What to do. Reproduce the material below word for word, from the line containing "Every instance of the halter" through the last line, including both.

BEGIN

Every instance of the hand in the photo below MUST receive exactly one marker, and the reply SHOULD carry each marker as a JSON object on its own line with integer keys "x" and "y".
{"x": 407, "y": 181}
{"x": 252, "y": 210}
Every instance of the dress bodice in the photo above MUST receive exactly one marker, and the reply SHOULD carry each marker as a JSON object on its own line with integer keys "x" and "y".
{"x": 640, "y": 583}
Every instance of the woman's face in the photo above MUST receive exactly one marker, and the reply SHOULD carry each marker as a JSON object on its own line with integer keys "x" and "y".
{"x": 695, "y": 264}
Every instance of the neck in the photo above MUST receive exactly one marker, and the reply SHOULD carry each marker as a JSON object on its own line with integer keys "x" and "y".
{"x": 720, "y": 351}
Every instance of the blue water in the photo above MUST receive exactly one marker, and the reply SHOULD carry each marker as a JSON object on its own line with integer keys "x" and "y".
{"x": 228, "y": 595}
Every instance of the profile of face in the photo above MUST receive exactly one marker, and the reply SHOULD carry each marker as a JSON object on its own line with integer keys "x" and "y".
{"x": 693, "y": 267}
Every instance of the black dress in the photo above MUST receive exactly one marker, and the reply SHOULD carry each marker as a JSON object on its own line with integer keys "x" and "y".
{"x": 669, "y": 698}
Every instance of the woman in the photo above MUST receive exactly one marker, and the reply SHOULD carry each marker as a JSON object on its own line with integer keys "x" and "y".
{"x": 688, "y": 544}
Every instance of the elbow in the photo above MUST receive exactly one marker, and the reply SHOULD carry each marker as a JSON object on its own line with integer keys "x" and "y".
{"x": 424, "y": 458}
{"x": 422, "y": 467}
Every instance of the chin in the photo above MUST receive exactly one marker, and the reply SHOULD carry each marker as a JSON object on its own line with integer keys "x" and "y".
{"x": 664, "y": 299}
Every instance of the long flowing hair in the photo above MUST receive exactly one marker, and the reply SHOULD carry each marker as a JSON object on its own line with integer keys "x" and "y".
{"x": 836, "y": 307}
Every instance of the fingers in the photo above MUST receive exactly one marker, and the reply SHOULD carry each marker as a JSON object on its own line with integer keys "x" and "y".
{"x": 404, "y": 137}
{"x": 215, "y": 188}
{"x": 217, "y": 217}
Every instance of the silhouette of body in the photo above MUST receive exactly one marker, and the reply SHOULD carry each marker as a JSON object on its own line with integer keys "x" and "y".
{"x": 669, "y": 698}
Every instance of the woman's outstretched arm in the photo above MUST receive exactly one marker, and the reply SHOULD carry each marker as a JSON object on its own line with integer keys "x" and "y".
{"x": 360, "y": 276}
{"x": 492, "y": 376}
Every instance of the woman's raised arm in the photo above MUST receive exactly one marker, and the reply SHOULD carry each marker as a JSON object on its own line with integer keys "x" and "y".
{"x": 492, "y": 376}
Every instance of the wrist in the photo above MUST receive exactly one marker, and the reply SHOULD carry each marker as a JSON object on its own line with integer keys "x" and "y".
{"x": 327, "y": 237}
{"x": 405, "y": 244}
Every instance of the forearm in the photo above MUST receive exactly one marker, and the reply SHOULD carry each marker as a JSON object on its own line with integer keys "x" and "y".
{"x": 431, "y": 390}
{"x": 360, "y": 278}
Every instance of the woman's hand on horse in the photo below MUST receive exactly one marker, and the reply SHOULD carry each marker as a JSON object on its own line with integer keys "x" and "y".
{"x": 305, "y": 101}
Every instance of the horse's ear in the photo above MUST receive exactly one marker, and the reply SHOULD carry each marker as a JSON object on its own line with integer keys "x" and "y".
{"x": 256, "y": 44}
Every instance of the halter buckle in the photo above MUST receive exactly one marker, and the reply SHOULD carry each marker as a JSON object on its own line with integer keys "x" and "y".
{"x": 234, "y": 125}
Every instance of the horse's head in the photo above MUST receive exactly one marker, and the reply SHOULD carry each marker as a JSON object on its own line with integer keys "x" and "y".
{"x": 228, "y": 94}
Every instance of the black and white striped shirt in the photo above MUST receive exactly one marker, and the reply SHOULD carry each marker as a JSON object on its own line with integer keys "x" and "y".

END

Solution to this exercise.
Every instance of the halter buckle in the photo above MUST receive exactly one marker, and the reply SHOULD carry each marker as a JSON object on its own line with integer keys "x" and "y".
{"x": 234, "y": 125}
Every instance of the horse's head in the photo above MUST receive exactly one marker, and the reply SHOULD carry each marker as a JSON object on its own line with integer keys "x" and "y".
{"x": 228, "y": 94}
Every instance of the black and white striped shirt in the photo above MUST receive exactly one marker, and the reply SHOULD carry each marker as a JSON object on its own line with integer keys "x" and "y".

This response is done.